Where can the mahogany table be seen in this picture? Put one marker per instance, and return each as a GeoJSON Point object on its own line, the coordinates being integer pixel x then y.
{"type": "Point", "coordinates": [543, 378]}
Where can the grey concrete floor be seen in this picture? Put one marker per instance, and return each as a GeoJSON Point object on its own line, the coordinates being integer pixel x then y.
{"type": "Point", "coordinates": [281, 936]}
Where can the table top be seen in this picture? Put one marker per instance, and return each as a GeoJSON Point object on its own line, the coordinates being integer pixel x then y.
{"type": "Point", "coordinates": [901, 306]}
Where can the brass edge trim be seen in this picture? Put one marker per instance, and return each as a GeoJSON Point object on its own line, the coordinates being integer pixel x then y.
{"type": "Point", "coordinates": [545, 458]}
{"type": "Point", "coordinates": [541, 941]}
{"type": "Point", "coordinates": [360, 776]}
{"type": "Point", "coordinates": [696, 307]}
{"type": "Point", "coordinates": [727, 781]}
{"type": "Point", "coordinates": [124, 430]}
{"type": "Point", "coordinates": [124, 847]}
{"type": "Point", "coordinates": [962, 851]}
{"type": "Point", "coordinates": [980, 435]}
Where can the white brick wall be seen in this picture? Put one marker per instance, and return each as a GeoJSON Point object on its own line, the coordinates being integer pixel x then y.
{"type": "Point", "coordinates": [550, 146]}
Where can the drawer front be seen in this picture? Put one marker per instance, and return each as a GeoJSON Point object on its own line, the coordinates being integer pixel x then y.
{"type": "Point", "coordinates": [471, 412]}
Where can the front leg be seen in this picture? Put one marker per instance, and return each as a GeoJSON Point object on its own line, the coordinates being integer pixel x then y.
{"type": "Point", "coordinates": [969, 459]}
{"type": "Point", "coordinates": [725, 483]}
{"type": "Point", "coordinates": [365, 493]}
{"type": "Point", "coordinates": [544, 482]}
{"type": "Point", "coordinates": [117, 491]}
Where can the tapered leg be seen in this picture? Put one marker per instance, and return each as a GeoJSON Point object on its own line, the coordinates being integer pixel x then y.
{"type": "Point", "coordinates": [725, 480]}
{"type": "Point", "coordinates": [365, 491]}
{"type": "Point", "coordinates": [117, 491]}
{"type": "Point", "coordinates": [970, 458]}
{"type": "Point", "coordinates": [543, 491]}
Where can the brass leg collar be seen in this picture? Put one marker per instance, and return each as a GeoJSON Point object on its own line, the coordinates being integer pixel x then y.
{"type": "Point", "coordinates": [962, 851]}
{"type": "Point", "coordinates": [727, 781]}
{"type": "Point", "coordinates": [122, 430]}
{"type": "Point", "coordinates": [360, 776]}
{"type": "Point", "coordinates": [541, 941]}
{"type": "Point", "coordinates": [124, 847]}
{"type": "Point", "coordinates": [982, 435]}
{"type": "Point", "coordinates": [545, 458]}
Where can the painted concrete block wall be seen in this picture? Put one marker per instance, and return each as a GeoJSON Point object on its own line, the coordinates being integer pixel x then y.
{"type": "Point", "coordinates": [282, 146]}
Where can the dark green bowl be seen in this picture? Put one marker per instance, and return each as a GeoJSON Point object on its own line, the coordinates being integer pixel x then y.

- _What you need to do_
Would you set down all the lines above, exactly and in full?

- _Completed exercise_
Where can the mahogany table be seen in this picture? Put one marker per instance, and return each as a GeoJSON Point object on its own line, the coordinates being integer pixel x then y.
{"type": "Point", "coordinates": [543, 378]}
Where can the grey concrete floor be seen in this picture? Put one marker per instance, and return each as a GeoJSON Point object on its own line, the coordinates being integer pixel x then y.
{"type": "Point", "coordinates": [281, 936]}
Where can the table top be seen in this picture? Put one marker per instance, and return each as a GeoJSON Point object on its own line, the coordinates being integer pixel x then y.
{"type": "Point", "coordinates": [901, 306]}
Where can the brass edge trim be seen in this picture? Put one marker per instance, and return each as a GeoJSON Point object on its own line, the coordinates being integer pixel x then y.
{"type": "Point", "coordinates": [545, 458]}
{"type": "Point", "coordinates": [541, 941]}
{"type": "Point", "coordinates": [360, 776]}
{"type": "Point", "coordinates": [696, 307]}
{"type": "Point", "coordinates": [727, 781]}
{"type": "Point", "coordinates": [124, 430]}
{"type": "Point", "coordinates": [124, 847]}
{"type": "Point", "coordinates": [962, 851]}
{"type": "Point", "coordinates": [980, 435]}
Where can the white brick wall be seen in this picture? Put one marker per instance, and return each as a GeoJSON Point object on its own line, the coordinates being integer pixel x then y.
{"type": "Point", "coordinates": [550, 146]}
Where can the drawer front be seen in this picture? Put one marker per instance, and return each as a GeoJSON Point object on its own line, the coordinates being integer pixel x then y.
{"type": "Point", "coordinates": [471, 412]}
Where can the front leg be seen in this picture? Put one marker per instance, and return each as a GeoJSON Point object on its own line, the coordinates being integer pixel x then y.
{"type": "Point", "coordinates": [969, 459]}
{"type": "Point", "coordinates": [725, 483]}
{"type": "Point", "coordinates": [365, 493]}
{"type": "Point", "coordinates": [544, 482]}
{"type": "Point", "coordinates": [117, 491]}
Where can the tapered leg be seen in this picture? Put one marker per instance, and return each as a GeoJSON Point object on its own line, the coordinates being integer pixel x then y.
{"type": "Point", "coordinates": [725, 480]}
{"type": "Point", "coordinates": [365, 491]}
{"type": "Point", "coordinates": [117, 491]}
{"type": "Point", "coordinates": [970, 458]}
{"type": "Point", "coordinates": [543, 491]}
Where can the brass leg collar be seen in this picture? Put one marker per instance, and return each as a GeoJSON Point object on its own line, the coordinates being integer pixel x then y.
{"type": "Point", "coordinates": [962, 851]}
{"type": "Point", "coordinates": [727, 781]}
{"type": "Point", "coordinates": [122, 430]}
{"type": "Point", "coordinates": [360, 776]}
{"type": "Point", "coordinates": [541, 941]}
{"type": "Point", "coordinates": [124, 847]}
{"type": "Point", "coordinates": [982, 435]}
{"type": "Point", "coordinates": [545, 458]}
Where can the painted concrete block wall be seen in this picture? Put one marker per instance, and return each as a GeoJSON Point object on its own line, the coordinates being integer pixel x then y.
{"type": "Point", "coordinates": [282, 146]}
Where can the dark green bowl be seen in this picture? Put one marker per instance, and return each as a GeoJSON Point object on its own line, the coordinates being integer pixel x then y.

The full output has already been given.